━━━━━ Dataset excerpts
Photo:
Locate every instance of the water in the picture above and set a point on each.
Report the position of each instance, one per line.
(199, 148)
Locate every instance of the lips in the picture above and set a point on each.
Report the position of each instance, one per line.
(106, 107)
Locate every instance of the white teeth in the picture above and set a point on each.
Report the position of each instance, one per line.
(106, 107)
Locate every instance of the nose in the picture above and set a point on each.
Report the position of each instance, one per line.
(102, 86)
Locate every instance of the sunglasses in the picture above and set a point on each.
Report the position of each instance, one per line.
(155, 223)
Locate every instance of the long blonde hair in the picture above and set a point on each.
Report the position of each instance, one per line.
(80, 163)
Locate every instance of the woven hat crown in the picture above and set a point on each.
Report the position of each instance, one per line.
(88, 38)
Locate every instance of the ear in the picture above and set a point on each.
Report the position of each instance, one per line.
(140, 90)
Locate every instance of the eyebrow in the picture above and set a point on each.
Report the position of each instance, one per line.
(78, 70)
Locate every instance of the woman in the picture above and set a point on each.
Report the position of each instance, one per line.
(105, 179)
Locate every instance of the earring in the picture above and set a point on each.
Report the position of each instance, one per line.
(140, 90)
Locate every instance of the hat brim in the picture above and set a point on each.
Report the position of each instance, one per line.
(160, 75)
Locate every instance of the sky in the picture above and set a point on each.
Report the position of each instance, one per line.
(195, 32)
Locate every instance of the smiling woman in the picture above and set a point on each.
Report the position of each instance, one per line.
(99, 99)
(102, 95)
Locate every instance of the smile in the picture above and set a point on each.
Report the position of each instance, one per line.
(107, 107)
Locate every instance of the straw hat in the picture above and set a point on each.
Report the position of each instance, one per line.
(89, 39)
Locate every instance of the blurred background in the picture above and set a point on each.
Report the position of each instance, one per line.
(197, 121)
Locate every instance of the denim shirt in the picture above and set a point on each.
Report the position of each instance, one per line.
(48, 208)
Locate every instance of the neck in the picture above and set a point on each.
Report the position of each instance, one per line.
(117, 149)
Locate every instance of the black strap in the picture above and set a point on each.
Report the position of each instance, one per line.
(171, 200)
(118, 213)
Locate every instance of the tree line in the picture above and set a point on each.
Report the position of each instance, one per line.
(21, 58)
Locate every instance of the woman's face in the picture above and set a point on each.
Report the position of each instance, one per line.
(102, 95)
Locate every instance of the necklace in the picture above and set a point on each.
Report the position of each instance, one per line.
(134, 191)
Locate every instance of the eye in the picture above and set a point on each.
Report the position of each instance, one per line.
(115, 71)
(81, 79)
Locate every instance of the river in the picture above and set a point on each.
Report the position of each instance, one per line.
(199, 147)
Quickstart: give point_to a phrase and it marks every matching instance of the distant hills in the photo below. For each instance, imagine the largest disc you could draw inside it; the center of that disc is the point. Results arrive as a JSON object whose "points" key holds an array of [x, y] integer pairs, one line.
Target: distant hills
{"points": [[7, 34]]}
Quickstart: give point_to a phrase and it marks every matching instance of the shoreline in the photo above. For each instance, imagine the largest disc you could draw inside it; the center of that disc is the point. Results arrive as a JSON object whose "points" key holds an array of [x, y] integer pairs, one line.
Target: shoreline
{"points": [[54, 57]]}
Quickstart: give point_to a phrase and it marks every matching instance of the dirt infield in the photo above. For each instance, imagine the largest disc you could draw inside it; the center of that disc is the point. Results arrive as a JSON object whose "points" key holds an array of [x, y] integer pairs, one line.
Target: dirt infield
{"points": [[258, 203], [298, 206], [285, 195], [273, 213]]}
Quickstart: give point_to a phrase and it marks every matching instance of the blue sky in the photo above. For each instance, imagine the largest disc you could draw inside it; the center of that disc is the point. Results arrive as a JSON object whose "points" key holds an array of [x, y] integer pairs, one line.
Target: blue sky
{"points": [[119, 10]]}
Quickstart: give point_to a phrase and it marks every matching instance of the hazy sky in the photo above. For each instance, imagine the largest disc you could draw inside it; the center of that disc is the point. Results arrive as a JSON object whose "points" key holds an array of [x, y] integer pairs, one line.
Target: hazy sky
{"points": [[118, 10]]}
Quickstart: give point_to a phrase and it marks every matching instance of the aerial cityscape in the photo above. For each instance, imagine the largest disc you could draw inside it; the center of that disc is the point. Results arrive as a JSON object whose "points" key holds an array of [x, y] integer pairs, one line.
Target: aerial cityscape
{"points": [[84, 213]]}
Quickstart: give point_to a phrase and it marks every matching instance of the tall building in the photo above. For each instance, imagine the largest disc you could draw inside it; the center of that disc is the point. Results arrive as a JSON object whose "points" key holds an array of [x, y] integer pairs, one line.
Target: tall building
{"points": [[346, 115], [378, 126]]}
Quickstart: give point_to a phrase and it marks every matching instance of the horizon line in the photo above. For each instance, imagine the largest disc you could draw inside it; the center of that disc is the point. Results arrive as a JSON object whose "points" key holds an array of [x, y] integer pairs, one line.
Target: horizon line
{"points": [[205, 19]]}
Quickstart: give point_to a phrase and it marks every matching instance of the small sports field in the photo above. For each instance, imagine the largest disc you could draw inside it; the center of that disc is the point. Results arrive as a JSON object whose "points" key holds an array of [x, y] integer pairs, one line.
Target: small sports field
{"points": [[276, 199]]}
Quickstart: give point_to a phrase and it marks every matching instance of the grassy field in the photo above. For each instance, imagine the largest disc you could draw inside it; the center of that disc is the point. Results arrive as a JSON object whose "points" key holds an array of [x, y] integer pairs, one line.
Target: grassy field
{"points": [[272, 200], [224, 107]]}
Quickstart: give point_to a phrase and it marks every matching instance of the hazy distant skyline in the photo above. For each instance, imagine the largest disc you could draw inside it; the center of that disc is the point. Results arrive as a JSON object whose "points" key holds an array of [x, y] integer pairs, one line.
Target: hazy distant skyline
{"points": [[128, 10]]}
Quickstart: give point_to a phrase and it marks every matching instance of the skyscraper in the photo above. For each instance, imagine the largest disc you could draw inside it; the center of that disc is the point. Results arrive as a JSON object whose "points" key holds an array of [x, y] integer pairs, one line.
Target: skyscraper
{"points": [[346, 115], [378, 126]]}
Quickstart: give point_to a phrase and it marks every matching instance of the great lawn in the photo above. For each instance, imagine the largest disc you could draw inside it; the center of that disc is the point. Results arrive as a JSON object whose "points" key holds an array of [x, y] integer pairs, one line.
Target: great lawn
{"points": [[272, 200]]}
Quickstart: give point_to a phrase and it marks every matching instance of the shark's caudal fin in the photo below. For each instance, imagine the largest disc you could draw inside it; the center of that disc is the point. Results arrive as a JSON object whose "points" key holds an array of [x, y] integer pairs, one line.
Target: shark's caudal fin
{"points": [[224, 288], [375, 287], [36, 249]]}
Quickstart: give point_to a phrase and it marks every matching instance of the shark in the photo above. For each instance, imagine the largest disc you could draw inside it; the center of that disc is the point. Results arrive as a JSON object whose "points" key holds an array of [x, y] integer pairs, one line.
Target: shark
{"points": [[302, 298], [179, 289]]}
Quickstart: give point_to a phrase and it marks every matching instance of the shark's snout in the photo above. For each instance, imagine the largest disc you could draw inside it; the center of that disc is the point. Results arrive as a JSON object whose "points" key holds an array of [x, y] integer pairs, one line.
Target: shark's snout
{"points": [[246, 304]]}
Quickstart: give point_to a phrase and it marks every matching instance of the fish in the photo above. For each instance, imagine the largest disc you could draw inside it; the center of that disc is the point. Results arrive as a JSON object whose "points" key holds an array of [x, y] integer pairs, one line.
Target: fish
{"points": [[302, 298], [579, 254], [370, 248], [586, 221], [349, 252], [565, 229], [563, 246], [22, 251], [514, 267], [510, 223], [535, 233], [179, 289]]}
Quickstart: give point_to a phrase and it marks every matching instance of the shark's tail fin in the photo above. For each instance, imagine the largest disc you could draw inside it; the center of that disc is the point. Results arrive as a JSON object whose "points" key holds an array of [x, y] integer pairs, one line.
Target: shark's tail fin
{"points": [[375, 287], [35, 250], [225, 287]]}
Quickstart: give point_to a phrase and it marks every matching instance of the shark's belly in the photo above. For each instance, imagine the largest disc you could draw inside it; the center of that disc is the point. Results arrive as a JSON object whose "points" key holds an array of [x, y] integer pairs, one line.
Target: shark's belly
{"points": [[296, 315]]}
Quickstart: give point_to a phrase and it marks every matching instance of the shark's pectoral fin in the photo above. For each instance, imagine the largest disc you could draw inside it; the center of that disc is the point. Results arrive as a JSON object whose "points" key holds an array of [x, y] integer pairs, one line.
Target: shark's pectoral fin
━━━━━━━━━━
_The problem:_ Quote exactly the first line of the data and every line after it through the one holding "Locate every instance of the smile".

_Solution:_
Photo:
Locate every instance of the water in the picture above and set a point on each.
Report the position of each instance, one per line.
(199, 148)
Locate every instance of the lips in the picture above and set a point on each.
Report the position of each instance, one per line.
(106, 107)
Locate every instance of the white teeth in the picture above and set a point on each.
Report the position of each instance, one per line.
(106, 107)
Locate every instance of the nose in the picture above and set a point on each.
Report the position of each instance, one per line.
(102, 86)
Locate every instance of the sunglasses in the picture above and set a point on each.
Report the position of each instance, one per line.
(155, 223)
Locate every instance of the long blonde hair in the picture above and set a point on each.
Report the position of each instance, one per line.
(80, 163)
Locate every instance of the woven hat crown in the picture above and set a point on each.
Report the position of each instance, one per line.
(88, 38)
Locate every instance of the ear in the picture above and set a point on each.
Report the position of each instance, one per line.
(140, 90)
Locate every instance of the eyebrow in the picture above and set a point on each.
Report the position of each instance, one per line.
(78, 70)
Locate every instance of the woman in the picture above and set a point on each.
Report the position of each instance, one per line.
(105, 179)
Locate every instance of the earring in the picture above and set a point on each.
Report the position of each instance, one per line.
(140, 90)
Locate every instance of the hat brim in the picture above and set a point on each.
Report the position of each instance, one per line.
(160, 75)
Locate every instance of the sky in the picture above and set a point on each.
Report the position of each instance, one per line.
(195, 32)
Locate every instance of the smiling woman in the picture above and set a point on each.
Report the position of each instance, one per line.
(99, 99)
(102, 95)
Locate every instance of the smile in the picture above and set a point on each.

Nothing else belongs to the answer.